DATASET RECORDS:
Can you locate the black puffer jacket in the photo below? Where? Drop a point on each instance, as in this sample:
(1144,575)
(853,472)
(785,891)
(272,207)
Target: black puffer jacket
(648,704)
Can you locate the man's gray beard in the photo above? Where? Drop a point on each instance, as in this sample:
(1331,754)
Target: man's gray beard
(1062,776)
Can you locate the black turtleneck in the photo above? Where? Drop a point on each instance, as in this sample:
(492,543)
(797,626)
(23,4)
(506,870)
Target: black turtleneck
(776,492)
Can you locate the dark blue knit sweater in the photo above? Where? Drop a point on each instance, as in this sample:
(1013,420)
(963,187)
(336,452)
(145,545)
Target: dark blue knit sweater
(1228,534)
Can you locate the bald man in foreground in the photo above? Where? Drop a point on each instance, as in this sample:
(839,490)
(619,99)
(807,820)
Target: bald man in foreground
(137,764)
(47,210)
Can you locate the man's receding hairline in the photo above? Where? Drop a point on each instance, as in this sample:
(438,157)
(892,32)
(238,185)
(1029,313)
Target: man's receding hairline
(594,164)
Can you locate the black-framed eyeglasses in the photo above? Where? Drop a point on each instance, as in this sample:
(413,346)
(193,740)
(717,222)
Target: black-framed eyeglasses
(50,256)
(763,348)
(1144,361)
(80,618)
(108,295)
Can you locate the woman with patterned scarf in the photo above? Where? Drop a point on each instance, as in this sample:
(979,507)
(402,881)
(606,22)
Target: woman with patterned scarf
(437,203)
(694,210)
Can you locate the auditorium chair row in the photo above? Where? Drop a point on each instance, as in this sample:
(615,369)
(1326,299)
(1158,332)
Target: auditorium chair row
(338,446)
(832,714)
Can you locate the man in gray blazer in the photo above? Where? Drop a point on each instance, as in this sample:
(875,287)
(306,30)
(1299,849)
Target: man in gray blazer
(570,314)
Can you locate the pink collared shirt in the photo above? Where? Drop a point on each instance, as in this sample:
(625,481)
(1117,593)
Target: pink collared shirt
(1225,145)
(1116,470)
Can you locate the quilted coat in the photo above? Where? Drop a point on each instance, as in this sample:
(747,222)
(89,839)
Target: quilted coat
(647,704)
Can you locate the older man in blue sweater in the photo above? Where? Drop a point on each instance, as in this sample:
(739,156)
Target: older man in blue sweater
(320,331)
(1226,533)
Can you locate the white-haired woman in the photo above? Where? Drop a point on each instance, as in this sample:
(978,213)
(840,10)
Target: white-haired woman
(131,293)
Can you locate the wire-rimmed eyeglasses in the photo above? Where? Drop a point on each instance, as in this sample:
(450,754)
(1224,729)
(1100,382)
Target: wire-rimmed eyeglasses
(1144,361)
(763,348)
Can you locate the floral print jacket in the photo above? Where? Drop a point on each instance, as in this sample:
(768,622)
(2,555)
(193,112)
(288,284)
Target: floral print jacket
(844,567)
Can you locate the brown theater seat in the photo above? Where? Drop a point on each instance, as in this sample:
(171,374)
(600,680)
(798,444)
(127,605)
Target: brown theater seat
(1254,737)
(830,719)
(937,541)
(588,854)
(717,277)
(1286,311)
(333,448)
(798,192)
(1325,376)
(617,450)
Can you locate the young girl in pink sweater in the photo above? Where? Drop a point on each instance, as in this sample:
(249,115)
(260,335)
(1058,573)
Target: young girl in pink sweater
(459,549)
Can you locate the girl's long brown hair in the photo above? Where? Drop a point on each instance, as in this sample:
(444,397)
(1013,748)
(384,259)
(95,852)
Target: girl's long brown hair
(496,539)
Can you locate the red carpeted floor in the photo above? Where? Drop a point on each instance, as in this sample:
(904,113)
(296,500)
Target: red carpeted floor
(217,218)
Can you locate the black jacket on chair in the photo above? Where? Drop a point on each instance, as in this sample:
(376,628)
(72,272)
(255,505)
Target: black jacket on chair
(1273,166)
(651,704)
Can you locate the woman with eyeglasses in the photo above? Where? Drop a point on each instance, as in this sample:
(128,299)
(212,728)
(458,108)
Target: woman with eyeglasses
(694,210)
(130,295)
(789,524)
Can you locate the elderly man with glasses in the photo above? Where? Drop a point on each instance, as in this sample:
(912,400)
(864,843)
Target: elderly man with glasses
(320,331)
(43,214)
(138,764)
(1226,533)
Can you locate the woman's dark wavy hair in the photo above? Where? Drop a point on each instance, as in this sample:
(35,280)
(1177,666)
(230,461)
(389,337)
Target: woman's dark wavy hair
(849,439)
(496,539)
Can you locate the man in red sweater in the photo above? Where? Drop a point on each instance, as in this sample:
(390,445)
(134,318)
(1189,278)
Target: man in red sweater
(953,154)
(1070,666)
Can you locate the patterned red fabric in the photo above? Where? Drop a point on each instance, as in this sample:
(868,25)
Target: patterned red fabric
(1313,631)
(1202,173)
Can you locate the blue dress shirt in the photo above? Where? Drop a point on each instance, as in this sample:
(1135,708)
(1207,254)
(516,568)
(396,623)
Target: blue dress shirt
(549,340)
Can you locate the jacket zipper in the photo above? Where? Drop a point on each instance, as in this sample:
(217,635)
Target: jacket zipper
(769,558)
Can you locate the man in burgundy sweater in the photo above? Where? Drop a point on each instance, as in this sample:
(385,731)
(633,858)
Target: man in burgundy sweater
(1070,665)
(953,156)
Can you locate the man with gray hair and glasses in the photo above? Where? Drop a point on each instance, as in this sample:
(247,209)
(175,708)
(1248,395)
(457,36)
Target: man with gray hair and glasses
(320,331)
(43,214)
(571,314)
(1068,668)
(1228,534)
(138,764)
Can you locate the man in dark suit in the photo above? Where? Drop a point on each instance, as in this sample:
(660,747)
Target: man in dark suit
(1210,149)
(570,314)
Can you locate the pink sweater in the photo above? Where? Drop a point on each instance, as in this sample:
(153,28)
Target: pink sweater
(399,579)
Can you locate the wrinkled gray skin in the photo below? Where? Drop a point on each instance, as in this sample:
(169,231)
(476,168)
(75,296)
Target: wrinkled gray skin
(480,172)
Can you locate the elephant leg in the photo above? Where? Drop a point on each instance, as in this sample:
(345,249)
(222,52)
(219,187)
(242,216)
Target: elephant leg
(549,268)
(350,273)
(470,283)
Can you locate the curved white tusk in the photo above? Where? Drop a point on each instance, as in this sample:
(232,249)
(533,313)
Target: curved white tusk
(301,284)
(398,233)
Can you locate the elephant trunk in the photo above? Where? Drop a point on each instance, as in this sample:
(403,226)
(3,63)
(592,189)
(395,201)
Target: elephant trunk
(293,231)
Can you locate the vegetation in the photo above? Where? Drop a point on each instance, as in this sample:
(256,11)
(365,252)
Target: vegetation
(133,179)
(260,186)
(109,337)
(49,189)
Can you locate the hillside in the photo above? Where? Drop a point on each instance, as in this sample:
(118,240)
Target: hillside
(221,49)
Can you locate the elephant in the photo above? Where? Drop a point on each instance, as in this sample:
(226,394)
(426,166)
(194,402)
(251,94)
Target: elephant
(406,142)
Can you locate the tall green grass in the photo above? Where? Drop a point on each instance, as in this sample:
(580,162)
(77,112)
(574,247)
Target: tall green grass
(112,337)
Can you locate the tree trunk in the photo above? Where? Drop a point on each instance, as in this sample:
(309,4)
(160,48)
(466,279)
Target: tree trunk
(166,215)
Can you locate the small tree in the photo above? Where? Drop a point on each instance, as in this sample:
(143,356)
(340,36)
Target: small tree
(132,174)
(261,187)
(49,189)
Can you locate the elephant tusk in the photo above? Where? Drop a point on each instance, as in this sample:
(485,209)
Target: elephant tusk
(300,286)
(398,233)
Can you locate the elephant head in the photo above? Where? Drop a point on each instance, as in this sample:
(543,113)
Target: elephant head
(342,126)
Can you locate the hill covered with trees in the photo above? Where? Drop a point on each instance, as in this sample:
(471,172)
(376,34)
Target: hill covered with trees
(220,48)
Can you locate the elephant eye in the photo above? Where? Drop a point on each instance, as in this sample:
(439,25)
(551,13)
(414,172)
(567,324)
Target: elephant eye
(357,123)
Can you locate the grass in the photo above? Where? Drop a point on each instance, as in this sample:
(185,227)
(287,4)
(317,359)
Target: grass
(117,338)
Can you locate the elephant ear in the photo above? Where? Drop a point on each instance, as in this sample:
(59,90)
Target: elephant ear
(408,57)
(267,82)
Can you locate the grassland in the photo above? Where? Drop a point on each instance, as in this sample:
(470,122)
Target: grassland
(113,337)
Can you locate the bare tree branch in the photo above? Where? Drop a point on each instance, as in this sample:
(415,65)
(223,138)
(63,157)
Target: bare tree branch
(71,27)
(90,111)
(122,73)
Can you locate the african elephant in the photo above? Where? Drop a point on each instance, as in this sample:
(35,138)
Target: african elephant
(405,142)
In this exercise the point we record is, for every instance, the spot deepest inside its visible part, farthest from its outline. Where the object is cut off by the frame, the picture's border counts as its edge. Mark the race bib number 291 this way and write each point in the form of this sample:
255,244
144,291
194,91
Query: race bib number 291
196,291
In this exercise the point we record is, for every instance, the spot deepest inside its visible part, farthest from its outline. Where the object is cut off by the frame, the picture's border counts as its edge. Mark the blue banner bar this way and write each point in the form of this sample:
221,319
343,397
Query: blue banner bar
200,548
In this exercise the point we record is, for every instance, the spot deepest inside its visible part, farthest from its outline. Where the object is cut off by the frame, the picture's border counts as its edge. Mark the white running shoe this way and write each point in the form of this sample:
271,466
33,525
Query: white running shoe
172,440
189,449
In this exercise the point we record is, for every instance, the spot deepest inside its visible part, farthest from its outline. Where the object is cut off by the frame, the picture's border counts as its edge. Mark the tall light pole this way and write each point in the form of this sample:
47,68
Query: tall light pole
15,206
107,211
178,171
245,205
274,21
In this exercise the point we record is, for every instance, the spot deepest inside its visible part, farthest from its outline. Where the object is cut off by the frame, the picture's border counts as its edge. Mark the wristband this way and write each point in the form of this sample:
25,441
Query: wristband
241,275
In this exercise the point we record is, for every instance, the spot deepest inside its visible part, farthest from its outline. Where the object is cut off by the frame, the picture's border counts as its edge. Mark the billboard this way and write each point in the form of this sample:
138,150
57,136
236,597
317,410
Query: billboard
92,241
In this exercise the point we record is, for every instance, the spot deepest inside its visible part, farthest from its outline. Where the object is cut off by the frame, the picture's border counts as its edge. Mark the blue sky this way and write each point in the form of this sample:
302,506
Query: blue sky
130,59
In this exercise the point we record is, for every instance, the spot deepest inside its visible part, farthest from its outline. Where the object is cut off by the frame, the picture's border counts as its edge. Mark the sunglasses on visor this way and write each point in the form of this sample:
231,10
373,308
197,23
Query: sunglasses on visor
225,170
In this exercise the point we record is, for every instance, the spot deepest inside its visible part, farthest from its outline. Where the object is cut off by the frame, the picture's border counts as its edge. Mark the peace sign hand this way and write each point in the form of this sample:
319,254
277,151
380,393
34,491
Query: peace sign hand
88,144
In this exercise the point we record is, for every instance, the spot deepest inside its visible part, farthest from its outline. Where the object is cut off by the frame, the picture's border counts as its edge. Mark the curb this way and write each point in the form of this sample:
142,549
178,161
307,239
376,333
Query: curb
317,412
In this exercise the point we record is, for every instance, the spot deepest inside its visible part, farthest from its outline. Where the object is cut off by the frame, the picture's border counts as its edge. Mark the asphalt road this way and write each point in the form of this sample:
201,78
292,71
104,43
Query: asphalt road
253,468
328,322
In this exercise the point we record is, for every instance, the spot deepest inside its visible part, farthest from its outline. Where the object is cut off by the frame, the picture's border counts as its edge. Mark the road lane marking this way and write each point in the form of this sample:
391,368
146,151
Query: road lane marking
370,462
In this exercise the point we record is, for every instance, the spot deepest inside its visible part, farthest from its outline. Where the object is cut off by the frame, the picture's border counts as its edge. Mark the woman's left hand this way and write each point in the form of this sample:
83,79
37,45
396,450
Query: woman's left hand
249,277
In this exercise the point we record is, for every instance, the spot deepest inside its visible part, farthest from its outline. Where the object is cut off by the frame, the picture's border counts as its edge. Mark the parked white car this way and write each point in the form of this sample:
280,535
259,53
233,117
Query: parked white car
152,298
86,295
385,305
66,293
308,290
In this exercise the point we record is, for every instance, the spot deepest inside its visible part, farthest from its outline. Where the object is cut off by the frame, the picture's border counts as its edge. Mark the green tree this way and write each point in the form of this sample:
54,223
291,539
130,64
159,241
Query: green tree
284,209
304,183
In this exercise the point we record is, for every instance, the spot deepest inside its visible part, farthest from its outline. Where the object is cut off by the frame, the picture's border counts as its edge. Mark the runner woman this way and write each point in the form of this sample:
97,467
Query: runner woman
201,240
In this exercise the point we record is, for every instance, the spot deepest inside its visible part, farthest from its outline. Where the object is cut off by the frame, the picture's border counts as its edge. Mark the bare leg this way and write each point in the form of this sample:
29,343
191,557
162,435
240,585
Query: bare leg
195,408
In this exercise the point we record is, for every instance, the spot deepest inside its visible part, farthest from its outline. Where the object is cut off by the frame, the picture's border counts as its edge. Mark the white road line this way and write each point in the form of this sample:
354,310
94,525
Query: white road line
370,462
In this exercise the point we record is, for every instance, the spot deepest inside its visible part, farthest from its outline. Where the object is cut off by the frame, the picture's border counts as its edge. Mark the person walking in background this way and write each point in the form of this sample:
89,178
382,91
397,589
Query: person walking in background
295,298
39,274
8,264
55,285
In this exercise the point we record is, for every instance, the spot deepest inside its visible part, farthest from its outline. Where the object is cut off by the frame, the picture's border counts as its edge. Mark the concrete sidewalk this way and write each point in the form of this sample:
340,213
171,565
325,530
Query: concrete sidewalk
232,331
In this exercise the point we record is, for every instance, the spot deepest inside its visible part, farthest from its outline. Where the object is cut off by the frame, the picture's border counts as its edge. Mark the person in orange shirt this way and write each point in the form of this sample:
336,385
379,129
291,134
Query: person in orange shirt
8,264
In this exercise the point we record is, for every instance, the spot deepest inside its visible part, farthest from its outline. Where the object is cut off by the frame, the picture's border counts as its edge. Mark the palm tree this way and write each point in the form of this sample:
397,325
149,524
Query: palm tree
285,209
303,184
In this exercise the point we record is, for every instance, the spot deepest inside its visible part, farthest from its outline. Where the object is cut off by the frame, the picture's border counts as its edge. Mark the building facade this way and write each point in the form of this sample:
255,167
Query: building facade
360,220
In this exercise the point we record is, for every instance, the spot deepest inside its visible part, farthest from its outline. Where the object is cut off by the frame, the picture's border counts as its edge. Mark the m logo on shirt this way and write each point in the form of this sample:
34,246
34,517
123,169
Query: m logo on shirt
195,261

TO BE DONE: Exactly as written, give the line containing "Mark the concrete" and all remaining lines of the records.

COMPLETE ANSWER:
In this exercise the point we record is, for every instance, the spot deepest inside its visible part, farthest from its outline. Where the object is cut off by the frame, the picture's border counts as its edge. Mark the concrete sidewalk this way and write each point in the form of this sample:
340,213
171,565
325,530
Query: concrete sidewalk
232,331
In this exercise the point we record is, for every instance, the spot deepest inside its visible part, farthest from its outline. Where the object is cut off by the frame, the picture's border counts as its edge. Mark the person in orange shirt this way and write each point in the form of this sample:
336,385
379,129
291,134
Query: person in orange shirt
8,264
In this exercise the point we record is, for every instance, the spot deepest inside its visible part, farthest from its outline. Where the object is cut off by the frame, the picture's border counts as its edge. Mark the palm tree this way and write each point in the form of this sample:
397,325
149,524
Query: palm tree
285,209
303,184
In this exercise the point we record is, for every instance, the spot deepest inside its visible part, farthest from its outline. Where the object is cut off by the frame, the picture's border counts as its edge. Mark the building facade this way and write each point in the form of this sample:
255,167
Query: building facade
360,220
In this exercise the point we record is, for every instance, the spot deepest inside its visible part, farthest from its outline. Where the object is cut off by the frame, the picture's border counts as its edge. Mark the m logo on shirt this way and write each point in the form of this sample:
34,246
34,517
123,169
Query: m logo on shirt
195,261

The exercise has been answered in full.